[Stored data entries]
╔══
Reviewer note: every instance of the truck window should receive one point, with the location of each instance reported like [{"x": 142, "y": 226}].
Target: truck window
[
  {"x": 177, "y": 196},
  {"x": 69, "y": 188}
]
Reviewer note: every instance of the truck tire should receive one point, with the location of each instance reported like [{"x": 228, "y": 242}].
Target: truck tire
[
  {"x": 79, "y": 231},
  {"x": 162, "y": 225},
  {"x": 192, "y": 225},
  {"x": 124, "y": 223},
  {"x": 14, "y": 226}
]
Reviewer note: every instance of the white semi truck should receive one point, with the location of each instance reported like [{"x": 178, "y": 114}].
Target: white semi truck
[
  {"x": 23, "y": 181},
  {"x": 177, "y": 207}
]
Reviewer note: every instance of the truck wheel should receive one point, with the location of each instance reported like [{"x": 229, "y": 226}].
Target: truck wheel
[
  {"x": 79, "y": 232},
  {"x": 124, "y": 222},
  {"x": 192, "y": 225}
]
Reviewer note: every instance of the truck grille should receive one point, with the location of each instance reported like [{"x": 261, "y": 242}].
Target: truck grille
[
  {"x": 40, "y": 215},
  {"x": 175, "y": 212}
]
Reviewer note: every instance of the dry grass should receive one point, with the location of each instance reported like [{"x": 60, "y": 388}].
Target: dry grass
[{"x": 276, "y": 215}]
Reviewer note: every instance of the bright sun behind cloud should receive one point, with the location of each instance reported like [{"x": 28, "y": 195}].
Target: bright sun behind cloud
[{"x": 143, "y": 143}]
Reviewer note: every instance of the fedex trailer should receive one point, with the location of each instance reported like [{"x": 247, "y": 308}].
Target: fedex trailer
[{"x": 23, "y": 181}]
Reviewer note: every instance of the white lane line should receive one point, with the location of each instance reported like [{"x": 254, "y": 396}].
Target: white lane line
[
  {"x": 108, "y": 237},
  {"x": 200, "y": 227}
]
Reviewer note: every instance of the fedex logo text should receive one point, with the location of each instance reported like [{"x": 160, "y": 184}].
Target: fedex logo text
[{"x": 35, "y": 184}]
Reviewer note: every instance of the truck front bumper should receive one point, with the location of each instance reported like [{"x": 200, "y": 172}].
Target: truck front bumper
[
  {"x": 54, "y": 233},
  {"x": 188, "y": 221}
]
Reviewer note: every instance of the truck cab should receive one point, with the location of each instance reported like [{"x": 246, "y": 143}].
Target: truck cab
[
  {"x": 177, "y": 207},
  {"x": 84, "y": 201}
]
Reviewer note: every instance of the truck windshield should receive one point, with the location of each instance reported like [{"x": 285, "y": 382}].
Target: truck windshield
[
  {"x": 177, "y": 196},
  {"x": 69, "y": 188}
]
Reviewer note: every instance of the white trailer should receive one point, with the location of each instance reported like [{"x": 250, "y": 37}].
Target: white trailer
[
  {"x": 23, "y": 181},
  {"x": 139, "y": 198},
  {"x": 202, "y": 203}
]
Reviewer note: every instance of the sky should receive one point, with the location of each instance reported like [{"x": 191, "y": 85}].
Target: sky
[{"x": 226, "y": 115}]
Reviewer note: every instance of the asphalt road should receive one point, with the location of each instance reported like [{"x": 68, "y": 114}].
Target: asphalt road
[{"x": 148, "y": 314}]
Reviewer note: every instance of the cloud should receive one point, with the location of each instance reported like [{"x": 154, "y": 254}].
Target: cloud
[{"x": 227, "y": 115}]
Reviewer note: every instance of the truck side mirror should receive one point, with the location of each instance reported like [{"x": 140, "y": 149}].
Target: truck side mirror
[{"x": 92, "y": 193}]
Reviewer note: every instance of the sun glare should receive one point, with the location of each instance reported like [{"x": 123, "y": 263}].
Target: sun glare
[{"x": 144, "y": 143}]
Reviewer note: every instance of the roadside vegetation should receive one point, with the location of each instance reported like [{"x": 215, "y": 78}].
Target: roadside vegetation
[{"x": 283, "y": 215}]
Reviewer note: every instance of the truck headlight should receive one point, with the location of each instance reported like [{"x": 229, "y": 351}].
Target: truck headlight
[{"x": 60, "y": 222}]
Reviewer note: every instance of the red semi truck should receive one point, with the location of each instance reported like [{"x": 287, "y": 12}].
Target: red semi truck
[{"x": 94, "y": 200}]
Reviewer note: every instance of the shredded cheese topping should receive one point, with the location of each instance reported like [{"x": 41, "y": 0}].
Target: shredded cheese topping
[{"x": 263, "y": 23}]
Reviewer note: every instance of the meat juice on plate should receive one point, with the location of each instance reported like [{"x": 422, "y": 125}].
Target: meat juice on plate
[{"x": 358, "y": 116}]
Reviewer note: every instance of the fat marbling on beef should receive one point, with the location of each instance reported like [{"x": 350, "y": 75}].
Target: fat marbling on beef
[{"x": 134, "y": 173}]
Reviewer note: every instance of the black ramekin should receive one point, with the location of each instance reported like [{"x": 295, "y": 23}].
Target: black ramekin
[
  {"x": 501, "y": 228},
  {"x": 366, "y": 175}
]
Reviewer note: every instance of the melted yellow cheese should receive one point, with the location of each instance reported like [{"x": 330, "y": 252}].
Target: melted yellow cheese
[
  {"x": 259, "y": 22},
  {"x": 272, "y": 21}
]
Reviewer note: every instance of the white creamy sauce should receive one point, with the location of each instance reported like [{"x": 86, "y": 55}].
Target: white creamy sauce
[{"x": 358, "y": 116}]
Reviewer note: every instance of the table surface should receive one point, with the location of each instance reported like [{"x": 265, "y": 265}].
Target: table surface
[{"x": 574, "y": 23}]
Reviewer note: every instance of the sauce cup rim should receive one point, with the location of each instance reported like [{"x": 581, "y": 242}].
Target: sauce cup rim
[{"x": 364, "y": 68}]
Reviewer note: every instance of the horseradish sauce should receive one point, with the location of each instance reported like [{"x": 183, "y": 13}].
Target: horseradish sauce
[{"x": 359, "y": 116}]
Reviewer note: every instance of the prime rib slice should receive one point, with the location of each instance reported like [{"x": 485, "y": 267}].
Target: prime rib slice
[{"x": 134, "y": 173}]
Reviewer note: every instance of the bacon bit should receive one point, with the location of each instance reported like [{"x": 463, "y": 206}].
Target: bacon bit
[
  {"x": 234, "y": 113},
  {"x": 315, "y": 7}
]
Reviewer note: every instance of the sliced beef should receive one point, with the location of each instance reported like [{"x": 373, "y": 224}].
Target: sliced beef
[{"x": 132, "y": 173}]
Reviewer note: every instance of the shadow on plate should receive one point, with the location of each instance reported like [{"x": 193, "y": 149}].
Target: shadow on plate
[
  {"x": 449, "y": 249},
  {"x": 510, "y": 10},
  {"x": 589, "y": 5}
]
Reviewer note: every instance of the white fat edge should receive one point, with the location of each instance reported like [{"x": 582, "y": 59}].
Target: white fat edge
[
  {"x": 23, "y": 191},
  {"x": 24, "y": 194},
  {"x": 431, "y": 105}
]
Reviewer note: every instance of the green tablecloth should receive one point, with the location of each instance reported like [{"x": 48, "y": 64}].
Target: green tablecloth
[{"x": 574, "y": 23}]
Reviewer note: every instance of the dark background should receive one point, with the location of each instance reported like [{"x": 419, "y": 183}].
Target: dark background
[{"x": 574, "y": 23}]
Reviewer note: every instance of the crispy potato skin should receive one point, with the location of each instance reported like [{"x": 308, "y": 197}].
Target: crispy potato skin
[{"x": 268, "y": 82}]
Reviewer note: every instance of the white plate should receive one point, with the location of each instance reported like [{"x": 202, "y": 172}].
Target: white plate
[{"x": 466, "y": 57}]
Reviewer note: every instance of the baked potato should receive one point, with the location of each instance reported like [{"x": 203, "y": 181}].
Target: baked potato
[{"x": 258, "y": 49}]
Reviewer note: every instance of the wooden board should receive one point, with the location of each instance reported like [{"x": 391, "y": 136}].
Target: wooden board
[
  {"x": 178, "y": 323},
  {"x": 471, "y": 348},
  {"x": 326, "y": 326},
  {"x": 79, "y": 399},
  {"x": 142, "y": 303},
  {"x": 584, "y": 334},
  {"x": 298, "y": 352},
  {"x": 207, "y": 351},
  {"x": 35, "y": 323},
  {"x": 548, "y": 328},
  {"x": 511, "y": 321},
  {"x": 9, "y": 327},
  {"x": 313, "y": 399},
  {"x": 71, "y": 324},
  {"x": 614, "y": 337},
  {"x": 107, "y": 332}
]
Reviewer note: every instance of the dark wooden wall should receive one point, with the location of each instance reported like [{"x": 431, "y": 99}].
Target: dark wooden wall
╚══
* _Exercise instructions_
Only the lines above starting with the one with "Reviewer note: every instance of the crispy" and going through the one with "Reviewer note: every instance of the wooden" are to be copied, word for word and with both ends kept.

* _Exercise response_
Reviewer note: every instance of the crispy potato skin should receive one point, with the location of each instance reported like [{"x": 308, "y": 197}].
Target: crispy potato skin
[{"x": 268, "y": 82}]
Reviewer note: every instance of the white plate should receive one point, with the location of each instance reported like [{"x": 202, "y": 172}].
Target: white plate
[{"x": 466, "y": 57}]
Reviewer note: every instance of the baked potato should receive one point, with the location of each instance reported like [{"x": 203, "y": 181}].
Target: baked potato
[{"x": 258, "y": 49}]
Reviewer note: every instance of the wooden board should receive one point, with the location of each instance reported like [{"x": 391, "y": 136}].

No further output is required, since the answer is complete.